* **課題**
賢治のバイオリン音楽会についての本文で、賢治が所有していたバイオリンの音色はどのように述べられていますか?

未知の音楽を求め続ける楽しさ、音楽を通して出会う人から学ぶ楽しさがテーマです。

賢治のバイオリン音楽会は、

宮沢和樹さんの 解説と 

娘さんによるバイオリンと 奥様によるピアノ、

息もぴったりの

とても素敵なコンサートでした。


賢治が自分の詩に自分で曲をつけたもの、

讃美歌の旋律に 自分の詩をつけたもの、

賢治が好きだったアイリッシュ民謡・・・

賢治の愛した音楽に こうして触れることができて

本当に感激しました。


賢治の所有していたバイオリンの音色は、

とても素朴なのだけど

しっかりした いい音でした!


宮沢香帆さんの演奏、

あたたかくて 素晴らしい音楽でした。

いつも弾いている楽器と違って、

きっと弾きにくいだろうし、

たくさんの方の前で

きっと とても緊張したでしょうけど

親子で見事な演奏を聴かせてくださって、

本当にありがとう!

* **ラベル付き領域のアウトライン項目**
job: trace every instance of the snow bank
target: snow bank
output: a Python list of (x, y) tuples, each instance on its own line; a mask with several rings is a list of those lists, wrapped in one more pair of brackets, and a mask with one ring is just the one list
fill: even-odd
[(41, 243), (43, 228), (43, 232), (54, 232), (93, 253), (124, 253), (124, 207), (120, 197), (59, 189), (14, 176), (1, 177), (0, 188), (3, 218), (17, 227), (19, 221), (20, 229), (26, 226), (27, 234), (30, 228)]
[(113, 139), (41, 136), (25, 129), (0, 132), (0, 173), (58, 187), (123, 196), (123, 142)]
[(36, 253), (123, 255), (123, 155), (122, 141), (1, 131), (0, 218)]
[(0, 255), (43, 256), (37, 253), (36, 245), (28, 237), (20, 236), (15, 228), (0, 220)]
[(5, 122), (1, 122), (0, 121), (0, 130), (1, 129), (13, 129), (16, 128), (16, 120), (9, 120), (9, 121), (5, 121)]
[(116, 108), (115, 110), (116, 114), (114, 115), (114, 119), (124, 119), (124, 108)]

* **解答**
とても素朴だけれど、しっかりしたいい音だったと述べられています。